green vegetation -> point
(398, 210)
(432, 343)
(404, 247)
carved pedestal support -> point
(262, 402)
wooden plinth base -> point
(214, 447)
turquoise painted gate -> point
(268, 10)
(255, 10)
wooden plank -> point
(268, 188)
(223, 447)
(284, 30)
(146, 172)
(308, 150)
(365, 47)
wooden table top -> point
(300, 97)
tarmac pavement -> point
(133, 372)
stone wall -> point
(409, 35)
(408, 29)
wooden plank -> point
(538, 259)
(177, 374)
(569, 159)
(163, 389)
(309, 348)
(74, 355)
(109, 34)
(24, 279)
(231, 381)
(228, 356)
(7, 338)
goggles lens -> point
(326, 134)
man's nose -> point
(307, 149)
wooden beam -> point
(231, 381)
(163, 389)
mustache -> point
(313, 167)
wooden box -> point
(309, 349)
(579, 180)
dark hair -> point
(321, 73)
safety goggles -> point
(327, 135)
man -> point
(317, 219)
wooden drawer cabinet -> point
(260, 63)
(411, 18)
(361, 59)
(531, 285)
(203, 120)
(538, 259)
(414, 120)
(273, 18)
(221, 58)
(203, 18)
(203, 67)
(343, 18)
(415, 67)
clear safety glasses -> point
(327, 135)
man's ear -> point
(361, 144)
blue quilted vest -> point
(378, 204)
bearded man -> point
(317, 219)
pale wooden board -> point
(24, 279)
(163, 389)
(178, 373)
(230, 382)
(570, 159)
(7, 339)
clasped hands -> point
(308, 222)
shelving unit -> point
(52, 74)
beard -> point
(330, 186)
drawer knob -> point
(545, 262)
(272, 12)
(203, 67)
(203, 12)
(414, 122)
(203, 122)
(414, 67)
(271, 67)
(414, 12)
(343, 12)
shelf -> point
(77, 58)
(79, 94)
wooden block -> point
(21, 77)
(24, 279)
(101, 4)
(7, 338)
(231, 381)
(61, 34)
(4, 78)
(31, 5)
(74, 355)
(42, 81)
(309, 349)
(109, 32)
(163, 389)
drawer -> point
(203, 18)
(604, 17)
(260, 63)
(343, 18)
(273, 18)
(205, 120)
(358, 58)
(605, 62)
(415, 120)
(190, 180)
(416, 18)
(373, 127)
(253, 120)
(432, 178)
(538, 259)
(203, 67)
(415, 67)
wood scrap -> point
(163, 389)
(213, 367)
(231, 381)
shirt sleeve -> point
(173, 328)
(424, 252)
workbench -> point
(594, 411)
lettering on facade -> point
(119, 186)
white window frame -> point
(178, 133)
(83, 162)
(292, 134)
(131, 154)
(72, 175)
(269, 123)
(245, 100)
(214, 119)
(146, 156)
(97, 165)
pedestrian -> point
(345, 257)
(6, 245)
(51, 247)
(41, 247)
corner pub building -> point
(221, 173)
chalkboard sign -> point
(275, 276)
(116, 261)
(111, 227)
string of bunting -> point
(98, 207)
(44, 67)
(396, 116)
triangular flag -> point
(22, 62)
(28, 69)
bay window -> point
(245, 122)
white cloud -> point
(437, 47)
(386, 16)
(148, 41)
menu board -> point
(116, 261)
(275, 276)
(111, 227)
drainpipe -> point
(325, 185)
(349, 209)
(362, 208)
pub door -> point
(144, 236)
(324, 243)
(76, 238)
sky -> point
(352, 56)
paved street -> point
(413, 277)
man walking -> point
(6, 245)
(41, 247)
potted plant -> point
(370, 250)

---*---

* **Task statement**:
The full listing above needs to be retyped exactly.

* **Finished task**:
green vegetation -> point
(398, 210)
(432, 343)
(404, 247)
carved pedestal support -> point
(262, 402)
wooden plinth base -> point
(214, 447)
turquoise painted gate -> point
(268, 10)
(255, 10)
wooden plank -> point
(268, 188)
(223, 447)
(284, 30)
(146, 172)
(308, 150)
(365, 47)
wooden table top -> point
(300, 97)
tarmac pavement -> point
(133, 372)
stone wall -> point
(409, 35)
(408, 29)
wooden plank -> point
(538, 259)
(177, 374)
(569, 159)
(163, 389)
(309, 348)
(74, 355)
(109, 34)
(24, 279)
(231, 381)
(228, 356)
(7, 338)
goggles lens -> point
(326, 134)
man's nose -> point
(307, 149)
wooden beam -> point
(231, 381)
(163, 389)
mustache -> point
(313, 167)
wooden box -> point
(309, 349)
(579, 180)
dark hair -> point
(321, 73)
safety goggles -> point
(327, 135)
man -> point
(317, 219)
wooden drawer cabinet -> point
(260, 63)
(411, 18)
(361, 59)
(531, 285)
(203, 120)
(538, 259)
(414, 120)
(273, 18)
(221, 58)
(203, 18)
(203, 67)
(343, 18)
(415, 67)
clear safety glasses -> point
(327, 135)
man's ear -> point
(361, 144)
blue quilted vest -> point
(378, 204)
bearded man -> point
(317, 219)
pale wooden board -> point
(24, 279)
(163, 389)
(178, 373)
(230, 382)
(570, 159)
(7, 339)
clasped hands -> point
(308, 222)
shelving unit -> point
(52, 74)
beard -> point
(330, 186)
drawer knob -> point
(545, 262)
(272, 12)
(203, 67)
(203, 12)
(414, 122)
(203, 122)
(414, 67)
(271, 67)
(414, 12)
(343, 12)
shelf -> point
(77, 58)
(79, 94)
wooden block -> point
(21, 77)
(24, 279)
(101, 4)
(7, 338)
(231, 381)
(61, 34)
(4, 78)
(31, 5)
(74, 355)
(42, 81)
(309, 349)
(109, 32)
(163, 389)
drawer -> point
(203, 18)
(604, 17)
(260, 63)
(343, 18)
(273, 18)
(205, 120)
(358, 58)
(605, 62)
(415, 120)
(190, 180)
(416, 18)
(373, 127)
(253, 120)
(432, 178)
(538, 259)
(203, 67)
(415, 67)
wood scrap -> point
(163, 389)
(213, 367)
(231, 381)
shirt sleeve -> point
(173, 328)
(424, 252)
workbench -> point
(594, 411)
lettering on facade -> point
(119, 186)
white window frame -> point
(178, 133)
(83, 162)
(292, 134)
(131, 154)
(72, 175)
(269, 123)
(245, 100)
(214, 119)
(146, 156)
(97, 165)
pedestrian -> point
(345, 257)
(6, 245)
(51, 247)
(41, 247)
corner pub building -> point
(221, 173)
chalkboard sign -> point
(275, 276)
(116, 261)
(111, 227)
string of bunting -> point
(98, 207)
(44, 67)
(396, 116)
triangular flag -> point
(22, 62)
(28, 69)
bay window -> point
(245, 122)
white cloud -> point
(437, 47)
(386, 16)
(148, 41)
menu board -> point
(116, 261)
(275, 276)
(111, 227)
drainpipe -> point
(325, 185)
(349, 209)
(362, 208)
pub door -> point
(144, 236)
(324, 243)
(76, 238)
sky -> point
(352, 56)
paved street -> point
(413, 277)
man walking -> point
(6, 245)
(41, 247)
potted plant -> point
(370, 250)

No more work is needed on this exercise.